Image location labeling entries

· · ·

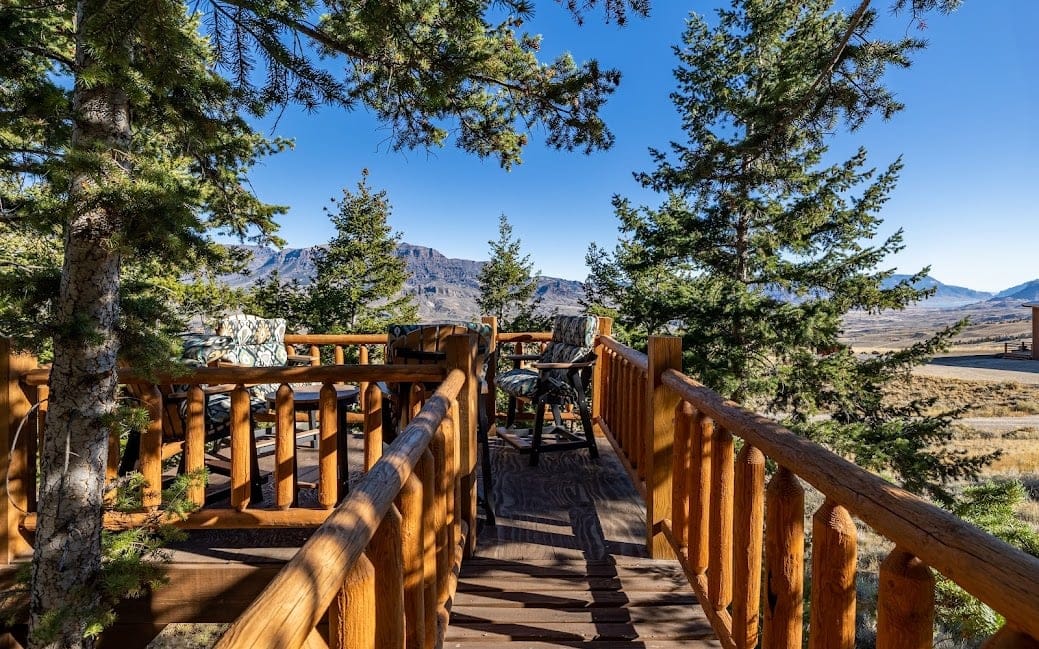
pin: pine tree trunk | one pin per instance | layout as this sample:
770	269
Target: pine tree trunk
67	561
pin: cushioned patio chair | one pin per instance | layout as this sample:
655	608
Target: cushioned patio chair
558	377
424	344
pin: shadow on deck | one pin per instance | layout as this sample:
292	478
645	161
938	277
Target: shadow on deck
566	564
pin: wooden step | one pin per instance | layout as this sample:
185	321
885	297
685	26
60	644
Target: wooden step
605	604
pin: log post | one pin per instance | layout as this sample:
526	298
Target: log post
373	425
151	449
749	510
330	482
461	354
720	556
598	374
699	493
17	463
384	552
351	617
285	448
682	472
905	603
241	439
833	553
413	552
664	353
783	562
194	443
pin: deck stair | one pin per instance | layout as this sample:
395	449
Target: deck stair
602	603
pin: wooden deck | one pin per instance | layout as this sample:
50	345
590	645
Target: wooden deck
566	565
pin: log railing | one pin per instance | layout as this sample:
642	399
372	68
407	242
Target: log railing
383	565
713	510
25	386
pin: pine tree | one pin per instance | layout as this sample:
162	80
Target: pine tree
360	279
123	135
507	282
763	244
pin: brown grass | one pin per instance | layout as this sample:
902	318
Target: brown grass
980	398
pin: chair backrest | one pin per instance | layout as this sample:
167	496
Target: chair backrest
573	339
256	342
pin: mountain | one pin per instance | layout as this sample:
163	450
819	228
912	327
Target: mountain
944	295
444	288
1028	292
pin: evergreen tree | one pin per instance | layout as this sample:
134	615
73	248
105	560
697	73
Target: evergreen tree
507	282
762	245
122	135
360	279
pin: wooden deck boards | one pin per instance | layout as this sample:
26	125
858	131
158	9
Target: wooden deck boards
566	564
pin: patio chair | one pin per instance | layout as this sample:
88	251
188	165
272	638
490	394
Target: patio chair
558	377
423	344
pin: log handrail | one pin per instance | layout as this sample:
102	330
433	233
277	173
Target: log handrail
289	609
244	375
936	537
335	339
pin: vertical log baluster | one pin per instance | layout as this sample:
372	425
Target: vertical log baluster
437	448
285	448
351	617
699	493
332	471
426	471
241	439
905	603
363	385
411	535
373	425
749	510
720	566
833	550
682	474
600	371
194	442
151	449
384	552
784	562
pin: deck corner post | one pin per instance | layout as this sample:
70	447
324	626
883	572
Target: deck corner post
461	355
15	462
597	382
664	353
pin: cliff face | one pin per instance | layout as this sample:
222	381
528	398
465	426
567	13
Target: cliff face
444	288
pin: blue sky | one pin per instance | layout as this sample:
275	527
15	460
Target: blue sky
969	137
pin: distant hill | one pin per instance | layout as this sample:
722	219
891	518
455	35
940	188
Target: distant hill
1028	292
444	288
944	295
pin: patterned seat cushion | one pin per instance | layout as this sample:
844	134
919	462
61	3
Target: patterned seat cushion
573	341
521	382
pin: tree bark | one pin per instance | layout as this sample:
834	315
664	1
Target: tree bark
67	560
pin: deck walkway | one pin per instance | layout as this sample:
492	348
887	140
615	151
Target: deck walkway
566	564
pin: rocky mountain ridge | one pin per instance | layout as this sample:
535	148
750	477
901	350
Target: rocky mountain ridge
445	288
448	288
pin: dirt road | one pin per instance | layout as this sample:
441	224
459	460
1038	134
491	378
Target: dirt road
982	368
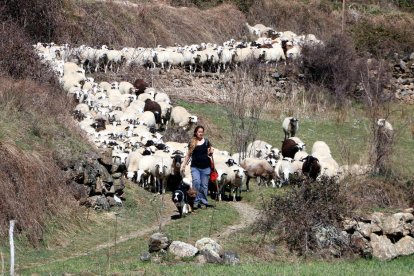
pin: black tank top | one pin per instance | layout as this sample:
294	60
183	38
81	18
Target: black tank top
199	158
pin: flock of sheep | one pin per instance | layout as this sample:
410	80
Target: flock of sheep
128	117
270	47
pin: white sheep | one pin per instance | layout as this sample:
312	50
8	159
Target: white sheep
232	177
290	126
126	87
274	54
258	149
147	119
284	170
181	117
255	167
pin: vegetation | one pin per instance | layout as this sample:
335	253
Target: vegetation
38	140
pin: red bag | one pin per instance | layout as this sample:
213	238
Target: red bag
213	173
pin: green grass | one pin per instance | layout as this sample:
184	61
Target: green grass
138	213
348	138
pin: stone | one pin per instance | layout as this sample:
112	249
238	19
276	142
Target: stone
394	224
405	246
349	224
211	256
101	203
201	259
91	201
157	242
111	201
406	217
231	258
210	244
367	228
116	175
145	257
382	247
361	245
182	249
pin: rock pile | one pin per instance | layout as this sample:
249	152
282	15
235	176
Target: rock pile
97	182
403	79
206	250
382	236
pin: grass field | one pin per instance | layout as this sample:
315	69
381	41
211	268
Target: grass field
348	136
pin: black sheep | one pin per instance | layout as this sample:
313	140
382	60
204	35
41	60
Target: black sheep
155	108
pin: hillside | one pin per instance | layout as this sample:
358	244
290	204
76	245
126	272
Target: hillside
42	145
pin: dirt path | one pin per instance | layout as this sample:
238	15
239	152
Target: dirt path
166	219
248	215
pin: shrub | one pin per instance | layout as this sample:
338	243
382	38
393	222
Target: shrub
334	65
306	210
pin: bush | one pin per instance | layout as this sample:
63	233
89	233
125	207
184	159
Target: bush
299	216
334	65
40	19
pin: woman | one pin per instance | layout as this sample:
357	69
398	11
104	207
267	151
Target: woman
199	150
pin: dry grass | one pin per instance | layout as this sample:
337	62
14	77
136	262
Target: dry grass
32	188
148	24
36	142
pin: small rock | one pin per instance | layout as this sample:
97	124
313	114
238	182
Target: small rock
157	242
101	203
231	258
145	257
405	246
349	224
382	247
210	244
361	245
116	175
211	256
201	259
182	249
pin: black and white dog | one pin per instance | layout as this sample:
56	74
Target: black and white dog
181	198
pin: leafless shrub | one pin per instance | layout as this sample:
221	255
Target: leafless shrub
246	96
334	65
176	134
374	79
39	19
18	58
298	215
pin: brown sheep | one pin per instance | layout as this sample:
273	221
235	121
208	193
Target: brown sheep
255	167
140	86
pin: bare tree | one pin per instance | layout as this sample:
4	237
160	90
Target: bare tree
246	95
373	81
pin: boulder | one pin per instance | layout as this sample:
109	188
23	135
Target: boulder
116	175
101	204
361	245
349	224
231	258
207	243
367	228
394	224
211	256
157	242
145	257
382	247
182	249
405	246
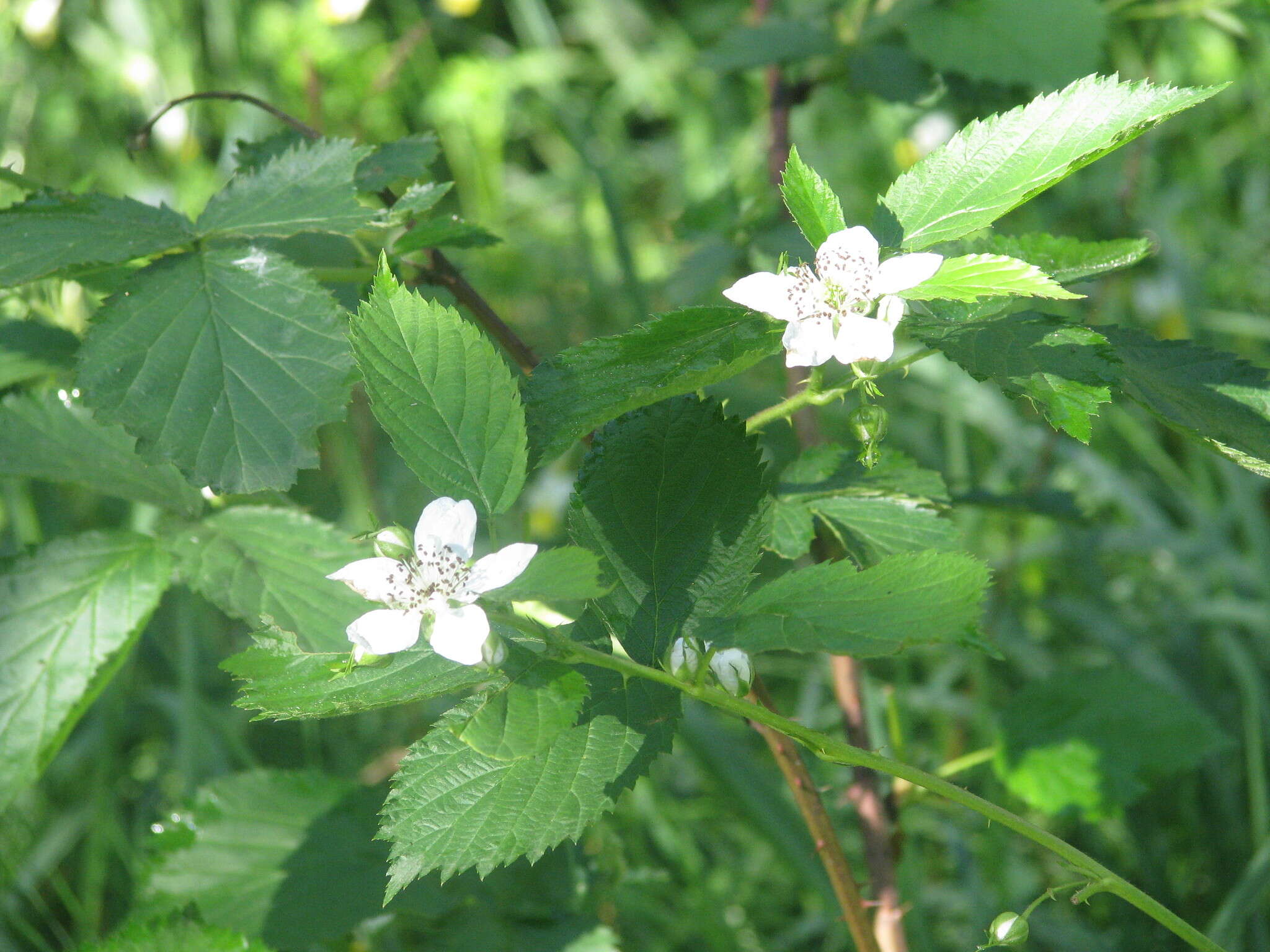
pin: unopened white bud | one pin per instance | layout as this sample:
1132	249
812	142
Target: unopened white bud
394	542
733	671
683	659
493	653
1009	930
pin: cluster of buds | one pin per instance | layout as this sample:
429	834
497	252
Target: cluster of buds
691	660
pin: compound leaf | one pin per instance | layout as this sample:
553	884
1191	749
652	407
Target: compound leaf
998	163
567	573
814	206
453	808
404	161
1213	398
52	232
541	700
224	362
46	439
673	498
443	395
1096	741
255	562
1065	368
281	681
970	277
309	187
31	350
69	615
586	386
1067	259
912	598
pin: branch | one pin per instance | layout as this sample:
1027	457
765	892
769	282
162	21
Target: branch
837	752
445	275
143	138
877	813
818	824
441	272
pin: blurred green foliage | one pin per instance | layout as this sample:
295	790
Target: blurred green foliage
620	151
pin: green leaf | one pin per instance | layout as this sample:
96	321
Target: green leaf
970	277
586	386
418	200
254	562
770	42
306	188
69	616
870	530
540	701
288	857
174	936
453	809
1213	398
443	231
43	438
31	350
1037	42
1096	741
443	395
913	598
252	155
51	232
224	362
673	496
831	470
790	530
561	574
1067	259
404	161
285	682
874	513
1066	369
810	201
1000	163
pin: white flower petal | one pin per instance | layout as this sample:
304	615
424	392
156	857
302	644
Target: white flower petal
459	633
448	522
905	272
890	310
808	343
384	631
766	293
378	579
864	339
499	568
849	259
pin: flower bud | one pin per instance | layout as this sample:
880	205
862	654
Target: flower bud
1009	930
394	542
733	671
683	659
868	423
493	653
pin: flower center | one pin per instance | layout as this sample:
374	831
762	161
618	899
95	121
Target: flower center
433	573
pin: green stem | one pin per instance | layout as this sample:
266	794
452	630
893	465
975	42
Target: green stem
837	752
790	405
905	362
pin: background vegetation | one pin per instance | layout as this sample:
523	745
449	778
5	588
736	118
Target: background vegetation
620	150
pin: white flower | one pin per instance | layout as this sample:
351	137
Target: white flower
827	309
432	582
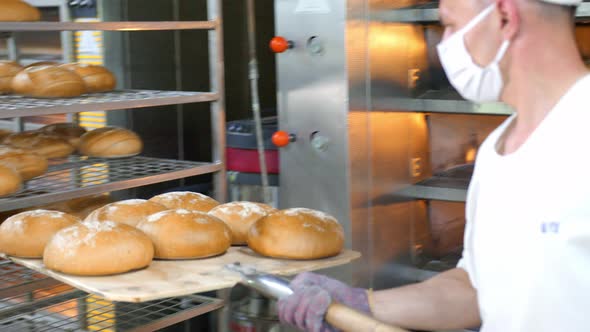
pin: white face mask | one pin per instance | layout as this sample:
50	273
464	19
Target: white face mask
472	81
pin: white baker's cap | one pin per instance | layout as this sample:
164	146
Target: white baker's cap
564	2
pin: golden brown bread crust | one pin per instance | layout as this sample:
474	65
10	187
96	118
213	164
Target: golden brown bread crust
48	82
27	233
18	11
240	216
40	143
110	142
297	234
186	200
8	70
183	234
10	180
130	212
96	78
68	131
97	249
29	165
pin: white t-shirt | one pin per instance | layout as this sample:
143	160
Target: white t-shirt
527	240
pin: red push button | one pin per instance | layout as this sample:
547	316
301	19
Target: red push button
280	44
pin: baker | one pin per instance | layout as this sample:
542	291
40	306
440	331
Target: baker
526	259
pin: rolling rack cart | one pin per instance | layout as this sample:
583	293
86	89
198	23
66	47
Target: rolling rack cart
34	302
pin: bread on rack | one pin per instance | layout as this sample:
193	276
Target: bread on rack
186	200
8	70
240	216
92	248
26	234
27	164
96	78
184	234
48	82
43	64
297	234
42	144
10	180
130	212
68	131
110	142
18	11
80	207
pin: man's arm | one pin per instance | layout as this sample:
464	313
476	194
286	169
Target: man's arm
447	301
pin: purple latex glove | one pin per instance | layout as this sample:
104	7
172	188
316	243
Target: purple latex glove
313	294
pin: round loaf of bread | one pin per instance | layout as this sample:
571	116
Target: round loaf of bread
27	164
68	131
26	234
186	200
8	70
43	64
240	216
130	212
96	78
110	142
93	248
42	144
18	11
10	180
297	234
183	234
48	82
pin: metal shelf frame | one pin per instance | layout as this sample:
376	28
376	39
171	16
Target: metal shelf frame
108	26
428	13
17	106
81	177
450	186
59	307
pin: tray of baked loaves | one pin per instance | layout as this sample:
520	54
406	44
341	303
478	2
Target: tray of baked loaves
173	244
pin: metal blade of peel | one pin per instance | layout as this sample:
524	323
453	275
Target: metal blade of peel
266	284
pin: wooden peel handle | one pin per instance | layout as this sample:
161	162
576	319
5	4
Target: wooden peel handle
350	320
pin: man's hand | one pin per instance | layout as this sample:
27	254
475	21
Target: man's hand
313	294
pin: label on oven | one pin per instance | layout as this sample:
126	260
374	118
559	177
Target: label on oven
313	6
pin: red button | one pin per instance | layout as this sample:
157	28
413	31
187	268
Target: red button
279	44
281	138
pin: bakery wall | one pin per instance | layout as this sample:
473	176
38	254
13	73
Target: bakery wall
153	60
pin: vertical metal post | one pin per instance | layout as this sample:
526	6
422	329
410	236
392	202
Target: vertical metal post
217	78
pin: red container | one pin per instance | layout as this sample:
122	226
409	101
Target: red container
246	161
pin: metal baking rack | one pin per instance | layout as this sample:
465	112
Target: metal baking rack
450	185
35	302
60	307
14	106
80	176
428	13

· · ·

→ **Task prompt**
Repeat exactly the lines above from the line that contains "pin: wooden peel" through the end. Include both of these ends; leave out everything else.

→ **Exercise solution**
pin: wooden peel handle | one pin per instance | layout as this sample:
161	162
576	319
5	4
Target: wooden peel handle
350	320
pin: man's hand | one pin per instance | layout as this sample:
27	254
475	21
Target: man's hand
313	294
pin: label on oven | one pin per instance | layout as this sample:
126	260
374	118
559	177
Target: label on oven
313	6
pin: red button | one pin per instance | layout as this sample:
157	28
413	31
187	268
Target: red button
279	44
281	138
pin: bakery wall | one pin per instance | layout as this sample:
473	176
38	254
13	73
Target: bakery wall
153	60
pin: vertical metal post | one pin per instance | layout as this sample:
526	6
422	329
410	236
392	202
Target: vertical metal post
217	78
pin: red container | one pin per instance | layout as this sample:
122	226
409	101
Target: red container
246	161
pin: metal baking rack | one pin per instance | layout as this sample:
465	112
Target: metal baking rack
450	185
35	302
60	307
14	106
80	176
428	13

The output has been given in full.